# [DATA PROVIDED]
◇ ◇ ◇
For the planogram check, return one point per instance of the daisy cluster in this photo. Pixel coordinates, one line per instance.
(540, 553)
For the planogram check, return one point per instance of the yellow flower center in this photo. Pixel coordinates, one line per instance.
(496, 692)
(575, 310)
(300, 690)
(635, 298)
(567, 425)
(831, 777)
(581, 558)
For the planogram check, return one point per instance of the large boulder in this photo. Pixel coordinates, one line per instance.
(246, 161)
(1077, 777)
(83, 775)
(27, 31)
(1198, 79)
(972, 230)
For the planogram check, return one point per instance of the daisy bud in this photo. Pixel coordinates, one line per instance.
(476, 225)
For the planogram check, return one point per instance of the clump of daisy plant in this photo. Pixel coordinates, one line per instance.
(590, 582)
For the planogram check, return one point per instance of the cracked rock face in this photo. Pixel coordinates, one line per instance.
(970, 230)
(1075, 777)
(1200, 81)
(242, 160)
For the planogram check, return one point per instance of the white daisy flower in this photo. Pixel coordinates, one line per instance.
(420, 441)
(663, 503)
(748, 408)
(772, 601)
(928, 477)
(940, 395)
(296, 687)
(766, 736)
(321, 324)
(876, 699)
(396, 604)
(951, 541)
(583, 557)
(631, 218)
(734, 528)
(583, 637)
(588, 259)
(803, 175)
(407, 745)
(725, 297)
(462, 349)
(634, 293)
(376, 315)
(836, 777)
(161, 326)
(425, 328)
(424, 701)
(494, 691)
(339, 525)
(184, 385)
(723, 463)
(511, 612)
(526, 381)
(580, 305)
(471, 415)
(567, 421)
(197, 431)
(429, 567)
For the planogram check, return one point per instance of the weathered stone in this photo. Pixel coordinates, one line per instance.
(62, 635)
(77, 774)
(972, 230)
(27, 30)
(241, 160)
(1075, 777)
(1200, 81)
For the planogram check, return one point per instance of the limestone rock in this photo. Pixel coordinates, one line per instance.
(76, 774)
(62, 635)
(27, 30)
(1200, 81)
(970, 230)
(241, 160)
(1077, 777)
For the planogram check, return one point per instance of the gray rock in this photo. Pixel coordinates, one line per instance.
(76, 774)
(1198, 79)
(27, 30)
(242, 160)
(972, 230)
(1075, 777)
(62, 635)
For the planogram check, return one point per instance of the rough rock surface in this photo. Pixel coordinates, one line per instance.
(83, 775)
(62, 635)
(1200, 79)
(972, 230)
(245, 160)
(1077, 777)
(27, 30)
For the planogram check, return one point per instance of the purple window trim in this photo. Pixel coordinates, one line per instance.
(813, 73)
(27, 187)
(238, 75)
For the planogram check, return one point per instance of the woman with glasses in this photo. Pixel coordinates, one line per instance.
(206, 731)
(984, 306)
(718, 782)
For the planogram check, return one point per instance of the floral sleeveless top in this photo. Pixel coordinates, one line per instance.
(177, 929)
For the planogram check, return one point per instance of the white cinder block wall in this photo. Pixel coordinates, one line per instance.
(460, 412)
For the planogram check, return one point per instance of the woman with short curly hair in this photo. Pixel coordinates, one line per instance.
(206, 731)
◇ ◇ ◇
Retype each of the lines above word for word, in the same order.

# [RESULT FOR THIS TASK]
For the planogram check, return one point per instance of the daisy cluster in this photo. Pixel coordinates, one line per instance.
(540, 553)
For the planogram check, return one point per instance of the yellow flower center in this photo. Pixel coordinates, one line per instance.
(496, 692)
(575, 310)
(300, 690)
(635, 298)
(567, 425)
(831, 777)
(581, 558)
For the planogram check, return one point per instance of the large boulder in this photo. Pixel coordinates, one line per instance.
(246, 161)
(1077, 777)
(83, 775)
(27, 31)
(1198, 79)
(972, 230)
For the planogram check, return one point per instance of the daisy bud in this photo. Pixel coordinates, one line per instance.
(476, 225)
For the planogram check, return one point per instance of the clump of daisy plant in this photo. Pixel coordinates, one line per instance.
(590, 582)
For the planogram check, return one point per instance of the cracked rock face in this photo. Pixel coordinates, one line per instance.
(970, 230)
(1075, 777)
(1200, 81)
(242, 160)
For the planogram check, return one point per instance of the white daisy flower in this photo. Pixel coordinates, one line per instance.
(420, 441)
(663, 503)
(748, 408)
(772, 601)
(928, 477)
(940, 395)
(296, 687)
(766, 736)
(321, 324)
(876, 699)
(396, 604)
(951, 541)
(583, 557)
(631, 218)
(734, 528)
(583, 637)
(588, 259)
(803, 175)
(407, 745)
(725, 297)
(462, 349)
(634, 293)
(376, 315)
(836, 777)
(161, 326)
(425, 328)
(424, 701)
(494, 691)
(339, 525)
(184, 385)
(723, 463)
(511, 612)
(526, 381)
(580, 305)
(471, 415)
(567, 421)
(197, 431)
(429, 567)
For the planogram check, return one point per instance of the weathered stone in this photo. Pixel coordinates, one line per instance.
(62, 635)
(77, 774)
(972, 230)
(27, 30)
(241, 160)
(1075, 777)
(1200, 81)
For the planogram check, return one point per instance of the limestone rock in this photo. Pixel coordinates, one line per instance.
(76, 774)
(62, 635)
(27, 30)
(1200, 81)
(970, 230)
(241, 160)
(1077, 777)
For the planogram check, return one point per instance of the gray rock in this photo. Pixel coordinates, one line per instance.
(76, 774)
(1198, 79)
(27, 30)
(242, 160)
(972, 230)
(1075, 777)
(62, 635)
For the planogram check, return one point per instance of the rough rock surface in this photo. Pixel coordinates, one line per instance.
(83, 775)
(62, 635)
(1200, 79)
(972, 230)
(245, 160)
(1077, 777)
(27, 30)
For the planogram check, return one point per instance of the purple window trim in this photo. Pixel coordinates, one line per instance.
(813, 73)
(27, 187)
(238, 75)
For the planogram check, return one point per instance of the woman with glasses in this photo. Pixel coordinates, one line per instance.
(206, 731)
(984, 306)
(718, 782)
For the planogram check, return one point per instance of the floral sleeveless top in this photo. Pixel coordinates, one line per instance.
(177, 929)
For the planogram check, return one point per instance of the white cinder block wall in this photo. Pixel coordinates, one line per instance.
(460, 412)
For the planogram check, return one point per instance of the woman with short curly hair in this photo. Pixel coordinates, one line per instance.
(206, 731)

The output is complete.